==== Records for the exercise
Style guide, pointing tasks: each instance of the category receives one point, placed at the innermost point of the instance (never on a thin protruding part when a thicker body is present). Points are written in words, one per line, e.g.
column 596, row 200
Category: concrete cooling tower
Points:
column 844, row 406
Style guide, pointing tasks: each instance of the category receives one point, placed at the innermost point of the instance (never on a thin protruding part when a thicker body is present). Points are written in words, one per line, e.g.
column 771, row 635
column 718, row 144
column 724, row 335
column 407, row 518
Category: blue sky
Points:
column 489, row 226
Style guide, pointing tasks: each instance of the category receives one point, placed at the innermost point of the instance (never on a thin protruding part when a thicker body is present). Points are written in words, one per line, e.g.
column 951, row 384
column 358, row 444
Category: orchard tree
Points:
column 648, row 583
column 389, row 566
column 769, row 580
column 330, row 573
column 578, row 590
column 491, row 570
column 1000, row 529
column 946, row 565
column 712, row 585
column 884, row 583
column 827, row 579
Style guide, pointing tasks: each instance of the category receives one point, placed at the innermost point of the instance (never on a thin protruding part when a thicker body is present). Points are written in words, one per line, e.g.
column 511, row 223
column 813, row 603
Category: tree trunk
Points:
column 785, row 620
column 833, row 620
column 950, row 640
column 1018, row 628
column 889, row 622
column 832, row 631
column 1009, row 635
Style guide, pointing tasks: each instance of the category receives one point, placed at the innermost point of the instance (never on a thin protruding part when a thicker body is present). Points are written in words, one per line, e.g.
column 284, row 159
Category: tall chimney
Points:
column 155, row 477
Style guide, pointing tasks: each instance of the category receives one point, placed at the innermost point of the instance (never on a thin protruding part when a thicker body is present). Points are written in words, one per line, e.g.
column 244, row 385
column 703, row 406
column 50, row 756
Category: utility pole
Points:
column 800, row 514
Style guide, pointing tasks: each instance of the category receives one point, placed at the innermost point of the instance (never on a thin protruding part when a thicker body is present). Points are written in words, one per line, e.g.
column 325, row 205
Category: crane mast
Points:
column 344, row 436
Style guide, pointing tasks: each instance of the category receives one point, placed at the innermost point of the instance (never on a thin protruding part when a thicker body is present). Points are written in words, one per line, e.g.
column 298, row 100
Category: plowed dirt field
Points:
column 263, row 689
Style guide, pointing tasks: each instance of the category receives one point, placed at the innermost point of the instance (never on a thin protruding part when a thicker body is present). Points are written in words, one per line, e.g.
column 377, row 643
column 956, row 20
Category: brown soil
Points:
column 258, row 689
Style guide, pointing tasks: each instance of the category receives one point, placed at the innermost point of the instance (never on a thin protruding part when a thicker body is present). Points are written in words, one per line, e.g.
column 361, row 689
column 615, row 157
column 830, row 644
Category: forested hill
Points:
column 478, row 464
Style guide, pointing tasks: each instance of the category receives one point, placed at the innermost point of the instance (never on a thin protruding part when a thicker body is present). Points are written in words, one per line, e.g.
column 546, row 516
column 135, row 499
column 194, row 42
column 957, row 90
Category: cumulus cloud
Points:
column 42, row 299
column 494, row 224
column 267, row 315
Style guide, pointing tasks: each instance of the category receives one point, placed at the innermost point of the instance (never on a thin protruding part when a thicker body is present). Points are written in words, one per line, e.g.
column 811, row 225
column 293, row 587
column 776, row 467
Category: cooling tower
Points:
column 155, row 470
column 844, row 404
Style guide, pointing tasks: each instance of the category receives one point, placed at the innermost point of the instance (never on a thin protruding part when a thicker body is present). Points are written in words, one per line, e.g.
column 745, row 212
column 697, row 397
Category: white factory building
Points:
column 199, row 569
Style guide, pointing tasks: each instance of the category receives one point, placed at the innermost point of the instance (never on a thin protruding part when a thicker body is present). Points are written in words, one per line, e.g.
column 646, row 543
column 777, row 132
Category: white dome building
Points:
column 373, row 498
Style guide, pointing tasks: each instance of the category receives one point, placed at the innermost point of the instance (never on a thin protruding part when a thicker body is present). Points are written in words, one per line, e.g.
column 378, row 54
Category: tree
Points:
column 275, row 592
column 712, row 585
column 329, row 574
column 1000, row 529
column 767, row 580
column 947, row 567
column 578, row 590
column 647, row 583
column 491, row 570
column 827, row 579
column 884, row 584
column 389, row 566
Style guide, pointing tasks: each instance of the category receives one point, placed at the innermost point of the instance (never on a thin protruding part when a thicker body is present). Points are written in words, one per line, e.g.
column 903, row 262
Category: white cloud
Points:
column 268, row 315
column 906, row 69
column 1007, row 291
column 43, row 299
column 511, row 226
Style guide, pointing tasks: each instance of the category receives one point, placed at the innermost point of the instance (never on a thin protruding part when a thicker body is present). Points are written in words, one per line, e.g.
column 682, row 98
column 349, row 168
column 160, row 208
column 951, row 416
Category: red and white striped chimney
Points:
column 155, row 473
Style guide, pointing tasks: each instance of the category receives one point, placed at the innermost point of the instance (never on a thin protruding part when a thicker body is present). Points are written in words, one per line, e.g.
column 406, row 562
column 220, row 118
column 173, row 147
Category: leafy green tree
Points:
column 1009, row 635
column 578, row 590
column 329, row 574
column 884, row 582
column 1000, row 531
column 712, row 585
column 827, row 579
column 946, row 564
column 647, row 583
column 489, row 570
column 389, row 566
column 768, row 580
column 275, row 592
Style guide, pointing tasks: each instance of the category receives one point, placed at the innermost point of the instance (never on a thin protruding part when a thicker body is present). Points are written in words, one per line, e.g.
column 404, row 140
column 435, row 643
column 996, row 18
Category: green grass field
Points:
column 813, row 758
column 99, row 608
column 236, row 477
========
#### [What the task requires]
Output every line above verbatim, without changing, adding, or omitting anything.

#### [Full solution]
Style guide, pointing tasks: each instance of the category receives one point, placed at the innermost point of the instance (never on a thin protruding part when a thicker body is present). Points are written in words, one per line, e.g.
column 596, row 200
Category: concrete cooling tower
Points:
column 844, row 406
Style guide, pointing tasks: each instance of the category receives one point, placed at the innermost point of the instance (never on a thin protruding part when a thicker body is present). Points are written in words, one per line, e.g.
column 771, row 635
column 718, row 144
column 724, row 335
column 407, row 518
Category: blue sky
Points:
column 489, row 226
Style guide, pointing tasks: each instance of the category receives one point, placed at the innermost point of the instance (never on a thin protruding part when a thicker body is present). Points are written in words, one per line, e.g.
column 951, row 384
column 358, row 444
Category: orchard tree
Points:
column 648, row 583
column 389, row 566
column 769, row 580
column 330, row 573
column 578, row 590
column 491, row 570
column 1000, row 529
column 946, row 565
column 712, row 585
column 884, row 583
column 827, row 579
Style guide, pointing tasks: each instance of the category receives one point, placed at the innermost point of the instance (never on a thin protruding part when a thicker body is present). Points are written in words, one per line, e.g.
column 511, row 223
column 813, row 603
Category: tree trunk
Points:
column 785, row 620
column 833, row 620
column 950, row 640
column 1018, row 628
column 889, row 622
column 832, row 631
column 1009, row 635
Style guide, pointing tasks: each instance of the category receives one point, placed at the innermost point of the instance (never on a thin protruding part when a thicker body is present). Points are written in words, one per line, e.g.
column 284, row 159
Category: tall chimney
Points:
column 155, row 477
Style guide, pointing tasks: each instance of the category receives one point, placed at the innermost point of the instance (never on a thin protruding part when a thicker body is present). Points are written in words, one per line, e.g.
column 244, row 385
column 703, row 406
column 50, row 756
Category: utility pole
Points:
column 800, row 514
Style guide, pointing tasks: each instance of the category receives one point, placed at the innermost point of the instance (never on a thin protruding part when a thicker body is present). Points are written in words, one per line, e.g.
column 325, row 205
Category: crane mast
Points:
column 344, row 436
Style guide, pointing tasks: each instance of the category receives one point, placed at the innermost point of the instance (never on a thin protruding part when a thicker body is present). Points are written in words, one per line, e.g.
column 298, row 100
Category: plowed dirt field
Points:
column 263, row 689
Style guide, pointing tasks: each instance of the category receives one point, placed at the innermost point of the instance (never on a thin protruding part when a thicker body is present). Points are written in words, one per line, e.g.
column 377, row 643
column 956, row 20
Category: brown soil
Points:
column 258, row 689
Style guide, pointing tasks: each instance of the category receives one point, placed at the innermost point of the instance (never on a thin protruding part when a thicker body is present). Points are written in words, one per line, e.g.
column 361, row 689
column 615, row 157
column 830, row 644
Category: forested hill
Points:
column 478, row 464
Style guide, pointing tasks: each instance of the category receives one point, placed at the innermost point of the instance (never on a thin protruding part when a thicker body is present). Points are written in words, one per line, e.g.
column 546, row 516
column 135, row 499
column 194, row 42
column 957, row 90
Category: cumulus cloud
Points:
column 42, row 299
column 494, row 224
column 267, row 315
Style guide, pointing tasks: each instance of the category receives one point, placed at the innermost point of the instance (never on a thin protruding part when a thicker body is present). Points are written in words, one per line, e.g.
column 811, row 225
column 293, row 587
column 776, row 467
Category: cooling tower
Points:
column 155, row 470
column 844, row 404
Style guide, pointing tasks: each instance of the category receives one point, placed at the innermost point of the instance (never on a thin protruding part when a thicker body is present). Points are written in words, one per line, e.g.
column 745, row 212
column 697, row 397
Category: white factory building
Points:
column 199, row 569
Style guide, pointing tasks: each instance of the category receives one point, placed at the innermost point of the instance (never on a thin protruding part when a thicker body is present). Points are written in words, one per line, e.g.
column 646, row 543
column 777, row 132
Category: white dome building
Points:
column 373, row 498
Style guide, pointing tasks: each instance of the category receives one point, placed at the innermost point of the instance (never on a thin protruding part when a thicker body is present). Points are written in words, one per line, e.g.
column 378, row 54
Category: tree
Points:
column 275, row 592
column 712, row 585
column 329, row 574
column 1000, row 529
column 767, row 580
column 947, row 567
column 578, row 590
column 647, row 583
column 491, row 570
column 827, row 579
column 884, row 584
column 389, row 566
Style guide, pointing tasks: each instance of the category receives one point, placed at the innermost point of the instance (never on a thin protruding part when a thicker body is present). Points are written in words, one per line, e.g.
column 903, row 262
Category: white cloud
Points:
column 268, row 315
column 906, row 69
column 1007, row 291
column 43, row 299
column 511, row 226
Style guide, pointing tasks: each instance of the category receives one point, placed at the innermost point of the instance (never on a thin protruding part when a thicker body is present). Points are written in words, one per line, e.g.
column 682, row 98
column 349, row 168
column 160, row 208
column 951, row 416
Category: red and white striped chimney
Points:
column 155, row 473
Style guide, pointing tasks: each instance of the category receives one point, placed at the innermost point of the instance (never on a thin protruding part when a thicker body is present). Points are written in words, one per line, e.g.
column 406, row 562
column 220, row 118
column 173, row 147
Category: leafy green tree
Points:
column 1009, row 635
column 578, row 590
column 329, row 574
column 884, row 582
column 1000, row 531
column 712, row 585
column 827, row 579
column 946, row 564
column 647, row 583
column 489, row 570
column 389, row 566
column 768, row 580
column 275, row 592
Style guide, pointing tasks: each instance of the category receives one point, placed at the innermost point of the instance (never on a thin protruding part when a thicker body is present). Points are written in words, one per line, e.g.
column 404, row 140
column 435, row 643
column 996, row 18
Category: green grass field
Points:
column 813, row 758
column 99, row 608
column 236, row 477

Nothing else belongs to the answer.